Problem description
Every line of the entries below from the one containing "355, row 206." to the one containing "168, row 262.", both ends included, must be written out exactly. No other line belongs in the answer.

Supplied data
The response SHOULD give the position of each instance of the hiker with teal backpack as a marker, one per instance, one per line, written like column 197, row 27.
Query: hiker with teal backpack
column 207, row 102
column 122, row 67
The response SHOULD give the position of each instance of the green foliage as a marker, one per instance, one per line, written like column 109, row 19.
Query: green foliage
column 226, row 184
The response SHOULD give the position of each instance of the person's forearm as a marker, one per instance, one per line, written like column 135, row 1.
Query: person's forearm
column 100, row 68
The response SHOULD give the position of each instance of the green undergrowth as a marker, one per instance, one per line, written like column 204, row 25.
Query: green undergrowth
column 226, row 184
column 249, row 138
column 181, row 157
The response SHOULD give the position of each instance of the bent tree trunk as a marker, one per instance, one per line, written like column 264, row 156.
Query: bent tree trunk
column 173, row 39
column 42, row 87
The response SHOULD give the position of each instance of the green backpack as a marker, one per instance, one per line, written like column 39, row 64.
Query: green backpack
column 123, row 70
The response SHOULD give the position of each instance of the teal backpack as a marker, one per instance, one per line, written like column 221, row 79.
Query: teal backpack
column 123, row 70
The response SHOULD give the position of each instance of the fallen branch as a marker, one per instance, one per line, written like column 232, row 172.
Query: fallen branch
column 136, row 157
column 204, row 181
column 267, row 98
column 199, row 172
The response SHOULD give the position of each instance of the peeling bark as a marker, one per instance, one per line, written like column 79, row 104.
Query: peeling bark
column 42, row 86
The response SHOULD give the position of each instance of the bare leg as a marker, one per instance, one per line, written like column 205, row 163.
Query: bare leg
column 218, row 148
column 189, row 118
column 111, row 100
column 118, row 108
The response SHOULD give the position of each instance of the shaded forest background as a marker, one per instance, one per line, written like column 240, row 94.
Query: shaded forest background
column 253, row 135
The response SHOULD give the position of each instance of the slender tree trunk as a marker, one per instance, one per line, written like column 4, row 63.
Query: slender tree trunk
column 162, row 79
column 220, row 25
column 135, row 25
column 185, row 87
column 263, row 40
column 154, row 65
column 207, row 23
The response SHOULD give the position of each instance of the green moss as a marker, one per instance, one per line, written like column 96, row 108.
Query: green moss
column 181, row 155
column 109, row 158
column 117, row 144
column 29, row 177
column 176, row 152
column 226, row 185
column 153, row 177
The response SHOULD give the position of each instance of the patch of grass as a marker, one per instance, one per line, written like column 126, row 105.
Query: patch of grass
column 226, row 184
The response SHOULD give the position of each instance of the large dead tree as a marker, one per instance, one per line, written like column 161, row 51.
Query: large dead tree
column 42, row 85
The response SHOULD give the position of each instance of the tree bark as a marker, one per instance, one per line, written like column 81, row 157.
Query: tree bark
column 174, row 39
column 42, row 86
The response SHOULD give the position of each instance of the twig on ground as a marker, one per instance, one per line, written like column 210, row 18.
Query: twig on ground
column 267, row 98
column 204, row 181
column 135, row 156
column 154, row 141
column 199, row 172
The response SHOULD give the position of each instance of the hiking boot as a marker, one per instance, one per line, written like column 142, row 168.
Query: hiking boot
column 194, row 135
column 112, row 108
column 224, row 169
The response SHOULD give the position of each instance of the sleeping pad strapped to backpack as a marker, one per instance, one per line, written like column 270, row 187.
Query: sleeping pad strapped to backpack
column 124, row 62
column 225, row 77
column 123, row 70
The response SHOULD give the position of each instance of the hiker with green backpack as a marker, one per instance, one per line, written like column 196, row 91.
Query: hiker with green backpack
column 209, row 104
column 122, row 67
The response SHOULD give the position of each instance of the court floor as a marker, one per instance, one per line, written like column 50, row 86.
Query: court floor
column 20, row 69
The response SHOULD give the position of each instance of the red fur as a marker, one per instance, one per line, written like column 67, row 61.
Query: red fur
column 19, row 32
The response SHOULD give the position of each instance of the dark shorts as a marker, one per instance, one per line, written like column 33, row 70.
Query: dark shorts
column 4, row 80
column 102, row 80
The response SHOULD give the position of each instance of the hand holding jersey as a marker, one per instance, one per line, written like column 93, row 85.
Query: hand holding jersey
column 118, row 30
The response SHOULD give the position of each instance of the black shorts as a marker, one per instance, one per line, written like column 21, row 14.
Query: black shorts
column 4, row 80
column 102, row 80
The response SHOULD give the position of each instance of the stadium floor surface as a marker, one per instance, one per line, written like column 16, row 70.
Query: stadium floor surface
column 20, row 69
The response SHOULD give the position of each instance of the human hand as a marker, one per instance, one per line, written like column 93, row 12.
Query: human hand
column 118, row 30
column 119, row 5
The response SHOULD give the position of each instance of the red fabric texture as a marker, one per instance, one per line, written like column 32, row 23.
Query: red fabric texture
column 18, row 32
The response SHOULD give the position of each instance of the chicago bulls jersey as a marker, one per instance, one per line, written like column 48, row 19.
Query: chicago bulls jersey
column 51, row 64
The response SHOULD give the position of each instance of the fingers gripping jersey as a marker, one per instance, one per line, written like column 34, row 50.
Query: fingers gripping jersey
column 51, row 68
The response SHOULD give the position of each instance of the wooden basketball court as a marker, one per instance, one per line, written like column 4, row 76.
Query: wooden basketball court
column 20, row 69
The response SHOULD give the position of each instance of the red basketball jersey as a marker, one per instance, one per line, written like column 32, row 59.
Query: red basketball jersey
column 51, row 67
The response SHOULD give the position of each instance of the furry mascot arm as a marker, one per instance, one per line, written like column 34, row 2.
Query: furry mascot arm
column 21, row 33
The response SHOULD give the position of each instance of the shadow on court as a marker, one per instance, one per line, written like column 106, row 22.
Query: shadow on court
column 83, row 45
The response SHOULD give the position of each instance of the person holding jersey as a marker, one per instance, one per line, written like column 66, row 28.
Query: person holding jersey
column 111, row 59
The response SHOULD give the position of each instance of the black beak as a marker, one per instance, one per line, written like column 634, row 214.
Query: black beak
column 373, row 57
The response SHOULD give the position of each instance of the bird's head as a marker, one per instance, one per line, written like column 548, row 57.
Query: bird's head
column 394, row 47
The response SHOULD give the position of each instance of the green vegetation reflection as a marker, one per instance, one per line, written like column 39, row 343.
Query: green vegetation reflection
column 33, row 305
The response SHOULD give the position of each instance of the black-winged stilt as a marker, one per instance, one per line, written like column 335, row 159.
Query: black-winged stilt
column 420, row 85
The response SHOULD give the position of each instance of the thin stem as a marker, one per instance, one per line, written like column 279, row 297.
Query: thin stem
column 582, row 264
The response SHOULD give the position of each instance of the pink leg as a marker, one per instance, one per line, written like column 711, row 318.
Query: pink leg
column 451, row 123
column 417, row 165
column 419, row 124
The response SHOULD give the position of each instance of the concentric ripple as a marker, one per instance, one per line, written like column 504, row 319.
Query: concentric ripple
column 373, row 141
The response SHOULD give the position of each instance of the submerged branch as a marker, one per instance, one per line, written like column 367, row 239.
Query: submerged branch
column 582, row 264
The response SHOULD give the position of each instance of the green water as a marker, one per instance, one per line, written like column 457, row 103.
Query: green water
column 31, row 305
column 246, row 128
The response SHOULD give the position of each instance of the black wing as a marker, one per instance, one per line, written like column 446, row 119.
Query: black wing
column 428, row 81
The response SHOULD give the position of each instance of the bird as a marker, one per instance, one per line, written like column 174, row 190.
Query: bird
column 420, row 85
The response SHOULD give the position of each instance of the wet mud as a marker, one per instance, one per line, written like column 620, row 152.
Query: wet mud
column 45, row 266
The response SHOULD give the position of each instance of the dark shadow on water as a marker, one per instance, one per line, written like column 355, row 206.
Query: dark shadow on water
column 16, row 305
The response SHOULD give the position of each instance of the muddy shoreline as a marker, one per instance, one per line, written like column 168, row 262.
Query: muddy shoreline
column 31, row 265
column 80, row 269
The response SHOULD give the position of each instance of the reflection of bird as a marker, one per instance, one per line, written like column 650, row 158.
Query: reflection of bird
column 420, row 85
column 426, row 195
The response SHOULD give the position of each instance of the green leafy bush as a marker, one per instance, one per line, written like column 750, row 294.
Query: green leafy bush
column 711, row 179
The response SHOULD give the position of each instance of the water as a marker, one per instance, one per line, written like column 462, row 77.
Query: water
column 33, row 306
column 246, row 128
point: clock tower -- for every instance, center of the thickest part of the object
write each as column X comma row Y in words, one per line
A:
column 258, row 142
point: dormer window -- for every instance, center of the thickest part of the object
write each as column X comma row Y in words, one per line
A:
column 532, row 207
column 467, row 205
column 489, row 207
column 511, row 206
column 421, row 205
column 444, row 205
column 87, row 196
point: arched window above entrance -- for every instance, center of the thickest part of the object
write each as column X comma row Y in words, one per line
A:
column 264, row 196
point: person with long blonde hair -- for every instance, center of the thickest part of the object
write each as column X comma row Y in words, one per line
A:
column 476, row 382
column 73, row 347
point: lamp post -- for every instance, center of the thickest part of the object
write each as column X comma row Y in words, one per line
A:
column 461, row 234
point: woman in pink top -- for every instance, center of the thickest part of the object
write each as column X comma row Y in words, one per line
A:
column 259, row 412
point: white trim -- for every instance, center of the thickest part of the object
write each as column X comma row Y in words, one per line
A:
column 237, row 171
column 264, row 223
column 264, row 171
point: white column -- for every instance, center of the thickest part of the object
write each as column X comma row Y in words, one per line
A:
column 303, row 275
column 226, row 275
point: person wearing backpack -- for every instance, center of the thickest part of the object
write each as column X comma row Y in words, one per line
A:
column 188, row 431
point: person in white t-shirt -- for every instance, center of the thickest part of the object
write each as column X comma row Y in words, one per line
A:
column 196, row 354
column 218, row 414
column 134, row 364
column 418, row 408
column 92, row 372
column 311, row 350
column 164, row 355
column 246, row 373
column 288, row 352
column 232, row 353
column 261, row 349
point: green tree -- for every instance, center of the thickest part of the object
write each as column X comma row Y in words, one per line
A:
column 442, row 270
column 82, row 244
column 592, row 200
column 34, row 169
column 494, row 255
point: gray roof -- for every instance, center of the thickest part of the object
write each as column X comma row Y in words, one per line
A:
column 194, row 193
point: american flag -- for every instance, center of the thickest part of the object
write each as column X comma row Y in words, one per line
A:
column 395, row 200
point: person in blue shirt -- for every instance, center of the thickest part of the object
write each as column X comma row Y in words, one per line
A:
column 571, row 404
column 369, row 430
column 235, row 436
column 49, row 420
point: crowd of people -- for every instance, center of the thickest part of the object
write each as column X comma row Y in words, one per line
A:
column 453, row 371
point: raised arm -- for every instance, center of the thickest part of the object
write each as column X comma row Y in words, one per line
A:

Solution to this task
The response SHOULD give the position of each instance of the dark shadow on water as a marker, one per instance, one per line, written like column 355, row 206.
Query: dark shadow on water
column 16, row 305
The response SHOULD give the position of each instance of the muddy shoreline as a marker, one per instance, one per line, written like column 168, row 262.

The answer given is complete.